▶ [Exercices]
a) D'après l'extrait fourni, pourquoi Corinne Schäfer colle-t-elle sur des morceaux de bois ses galets de verre en forme d'yeux ?
b) Dans l'extrait fourni, où se trouve l'atelier de Corinne Schäfer ?

▶ [Extrait fourni]
-=-=-=-=-
TROUVER REFUGE DANS SON ATELIER

Pas besoin cependant d’aller chercher aussi loin pour se convaincre des effets bénéfiques de l’art, notamment contre le cancer. Résidente à Prilly, dans l’Ouest lausannois, Corinne Schäfer fabrique des colliers avec du verre de Murano, qu’elle travaille au chalumeau. « C’est ma bulle », dit cette ancienne assistante de 73 ans qui s’adonne à ce loisir depuis deux décennies. En 2020, 25 ans après une première tumeur au sein, la maladie réapparaît. La nouvelle l’ébranle, mais elle garde une distance et trouve refuge dans son atelier de Corseaux, près de Vevey, où elle va trois fois par semaine : « Quand je retrouve mon verre et mon petit monde fermé, je me sens protégée », dit la retraitée, que la situation a même « boostée » au point de se laisser aller, selon ses termes, « dans la déconnade ». En plus des perles, elle crée de multiples galets de verre en forme d’yeux : « J’ai commencé à les coller sur des morceaux de bois. Les gens se sont mis à rire autour de moi. Et finalement, c’était le but. »

CRÉER POUR DÉCANTER LA DOULEUR

Cette dimension émotionnelle et sociale, que l’art favorise lorsqu’on le pratique ou le fréquente, rejoint l’expérience de la Lausannoise Maricel Marin-Kuan. Atteinte par un cancer du sein à 36 ans, elle commence par se révolter contre le vide relationnel dans lequel nous laisse le système de santé. Puis en 2013, avec la Coalition Europa Donna dont elle est devenue la responsable en Suisse romande, elle conçoit un « agenda » intitulé « Ma boussole ». Destiné aux femmes atteintes de la maladie, la brochure sert à la fois de mémo de ressources et d’instrument de partage. Des témoignages, des recommandations et des astuces personnelles y défilent. L’ouvrage est illustré par les oeuvres intensément colorées d’une artiste colombienne, Malu Pulgarin. Et au sein de chaque chapitre, parmi différents thèmes, celui de la créativité est omniprésent. « J’ai intégré l’art dans l’agenda dans une perspective d’ensemble », dit la Colombienne, qui a également initié un atelier annuel d’art-thérapie. Des groupes de femmes y ont créé des matriochkas, ces poupées russes qui symbolisent une intériorité multiple qu’on découvre couche après couche. Le travail artistique était suivi de moments d’échanges, où chacune pouvait exprimer sa douleur et prendre conscience de ses ressources intérieures : « L’art n’a pas seulement à voir avec la beauté, il sert aussi à montrer la douleur », dit Maricel Marin-Kuan, qui place la création au même niveau que l’activité physique, dont les bienfaits sur le système immunitaire sont aujourd’hui connus. « Faire de la peinture ou de la céramique, par exemple, permet de décanter la douleur. On sort alors d’un état de souffrance chronique et on devient plus forte. »
-=-=-=-=-
▶ [Lignes fournies]
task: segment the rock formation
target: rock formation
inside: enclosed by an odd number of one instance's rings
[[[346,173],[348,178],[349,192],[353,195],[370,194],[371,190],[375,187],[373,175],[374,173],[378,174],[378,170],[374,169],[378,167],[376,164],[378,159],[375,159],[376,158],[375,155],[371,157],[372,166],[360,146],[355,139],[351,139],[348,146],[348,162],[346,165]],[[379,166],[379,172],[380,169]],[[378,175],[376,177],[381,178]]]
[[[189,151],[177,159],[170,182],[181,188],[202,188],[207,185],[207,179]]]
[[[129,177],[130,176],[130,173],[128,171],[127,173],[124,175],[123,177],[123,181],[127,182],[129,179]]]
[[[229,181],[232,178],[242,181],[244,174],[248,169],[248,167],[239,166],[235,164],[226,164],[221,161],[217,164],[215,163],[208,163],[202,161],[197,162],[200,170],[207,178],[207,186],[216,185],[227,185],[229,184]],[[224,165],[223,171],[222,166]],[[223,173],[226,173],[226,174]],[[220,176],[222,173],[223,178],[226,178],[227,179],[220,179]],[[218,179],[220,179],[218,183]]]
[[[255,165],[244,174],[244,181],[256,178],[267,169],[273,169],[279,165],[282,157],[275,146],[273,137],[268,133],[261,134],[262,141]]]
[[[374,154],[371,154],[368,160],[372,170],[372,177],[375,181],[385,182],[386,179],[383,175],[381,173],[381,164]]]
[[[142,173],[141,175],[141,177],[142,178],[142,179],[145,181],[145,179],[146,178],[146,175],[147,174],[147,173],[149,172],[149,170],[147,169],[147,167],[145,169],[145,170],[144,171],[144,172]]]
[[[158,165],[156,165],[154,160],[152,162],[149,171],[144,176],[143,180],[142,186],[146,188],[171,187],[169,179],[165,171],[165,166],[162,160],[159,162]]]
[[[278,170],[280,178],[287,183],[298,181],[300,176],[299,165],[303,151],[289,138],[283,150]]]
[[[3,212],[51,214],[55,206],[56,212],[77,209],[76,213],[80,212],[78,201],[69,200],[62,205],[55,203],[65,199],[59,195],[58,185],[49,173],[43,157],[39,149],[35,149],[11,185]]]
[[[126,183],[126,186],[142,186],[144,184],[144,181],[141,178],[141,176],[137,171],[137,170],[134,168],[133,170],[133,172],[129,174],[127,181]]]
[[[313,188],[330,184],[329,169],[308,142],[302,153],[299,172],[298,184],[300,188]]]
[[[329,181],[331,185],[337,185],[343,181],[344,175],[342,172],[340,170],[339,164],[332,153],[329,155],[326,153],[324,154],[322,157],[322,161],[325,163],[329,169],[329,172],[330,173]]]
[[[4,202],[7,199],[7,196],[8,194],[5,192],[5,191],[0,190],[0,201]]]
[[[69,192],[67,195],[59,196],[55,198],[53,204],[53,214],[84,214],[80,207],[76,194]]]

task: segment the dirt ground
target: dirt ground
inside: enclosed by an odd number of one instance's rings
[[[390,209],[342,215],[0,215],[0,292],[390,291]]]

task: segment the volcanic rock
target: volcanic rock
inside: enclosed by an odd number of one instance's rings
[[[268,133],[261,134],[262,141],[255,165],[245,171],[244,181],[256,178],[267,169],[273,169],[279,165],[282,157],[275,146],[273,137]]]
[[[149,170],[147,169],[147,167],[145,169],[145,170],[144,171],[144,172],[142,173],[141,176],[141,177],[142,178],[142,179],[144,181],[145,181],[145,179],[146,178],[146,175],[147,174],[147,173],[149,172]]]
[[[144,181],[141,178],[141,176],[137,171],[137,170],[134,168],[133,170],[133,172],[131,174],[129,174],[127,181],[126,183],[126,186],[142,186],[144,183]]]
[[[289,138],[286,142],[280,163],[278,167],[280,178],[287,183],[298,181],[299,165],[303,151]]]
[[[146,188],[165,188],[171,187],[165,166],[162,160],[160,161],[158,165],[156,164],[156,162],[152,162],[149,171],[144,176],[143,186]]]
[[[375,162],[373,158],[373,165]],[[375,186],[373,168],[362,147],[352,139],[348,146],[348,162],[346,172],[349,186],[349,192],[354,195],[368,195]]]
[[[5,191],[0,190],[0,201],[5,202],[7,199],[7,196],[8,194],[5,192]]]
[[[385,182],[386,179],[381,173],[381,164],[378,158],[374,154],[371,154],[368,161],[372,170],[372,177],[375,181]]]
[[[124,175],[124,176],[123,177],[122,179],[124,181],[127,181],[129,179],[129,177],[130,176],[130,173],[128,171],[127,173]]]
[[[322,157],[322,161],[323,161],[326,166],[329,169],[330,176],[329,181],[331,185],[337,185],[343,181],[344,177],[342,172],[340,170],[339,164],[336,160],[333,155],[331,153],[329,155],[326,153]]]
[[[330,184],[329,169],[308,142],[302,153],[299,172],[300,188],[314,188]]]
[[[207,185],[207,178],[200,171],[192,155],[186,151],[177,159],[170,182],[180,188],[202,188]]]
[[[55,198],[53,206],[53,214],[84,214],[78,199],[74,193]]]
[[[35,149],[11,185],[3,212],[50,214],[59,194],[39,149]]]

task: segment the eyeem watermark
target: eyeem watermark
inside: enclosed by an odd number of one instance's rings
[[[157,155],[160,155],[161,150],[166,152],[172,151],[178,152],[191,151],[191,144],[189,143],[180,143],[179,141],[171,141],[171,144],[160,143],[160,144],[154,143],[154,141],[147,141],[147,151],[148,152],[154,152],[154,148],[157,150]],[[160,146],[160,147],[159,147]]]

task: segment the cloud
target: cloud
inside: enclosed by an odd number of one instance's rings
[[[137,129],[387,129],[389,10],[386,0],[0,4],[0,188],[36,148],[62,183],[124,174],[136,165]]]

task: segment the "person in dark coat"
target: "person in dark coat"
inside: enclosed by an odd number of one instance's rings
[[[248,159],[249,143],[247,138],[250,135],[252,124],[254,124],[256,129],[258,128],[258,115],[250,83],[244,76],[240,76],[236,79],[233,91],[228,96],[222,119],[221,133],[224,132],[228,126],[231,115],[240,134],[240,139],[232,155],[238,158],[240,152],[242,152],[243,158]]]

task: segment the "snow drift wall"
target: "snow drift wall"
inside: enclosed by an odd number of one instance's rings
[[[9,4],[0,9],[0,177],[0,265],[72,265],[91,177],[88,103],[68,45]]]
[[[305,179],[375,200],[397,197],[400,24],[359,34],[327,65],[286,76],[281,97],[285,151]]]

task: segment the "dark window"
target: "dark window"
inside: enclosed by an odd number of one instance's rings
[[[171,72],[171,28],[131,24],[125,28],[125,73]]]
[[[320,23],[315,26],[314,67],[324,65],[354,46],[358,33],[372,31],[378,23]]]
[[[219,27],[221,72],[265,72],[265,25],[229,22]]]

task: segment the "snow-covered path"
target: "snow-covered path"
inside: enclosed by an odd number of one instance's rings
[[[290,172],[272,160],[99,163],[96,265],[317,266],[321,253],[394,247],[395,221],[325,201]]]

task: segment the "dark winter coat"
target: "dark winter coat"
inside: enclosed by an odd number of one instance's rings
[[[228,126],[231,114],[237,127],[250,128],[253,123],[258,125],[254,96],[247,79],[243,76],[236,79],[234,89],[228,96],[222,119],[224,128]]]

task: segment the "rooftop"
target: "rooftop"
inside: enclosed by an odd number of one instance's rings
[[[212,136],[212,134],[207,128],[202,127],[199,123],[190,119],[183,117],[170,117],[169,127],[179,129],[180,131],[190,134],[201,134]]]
-=-=-=-=-
▶ [Réponses aux exercices]
a) Ces assemblages faisaient rire les gens autour d'elle. C'était finalement le but qu'elle poursuivait.

b) À Corseaux, près de Vevey.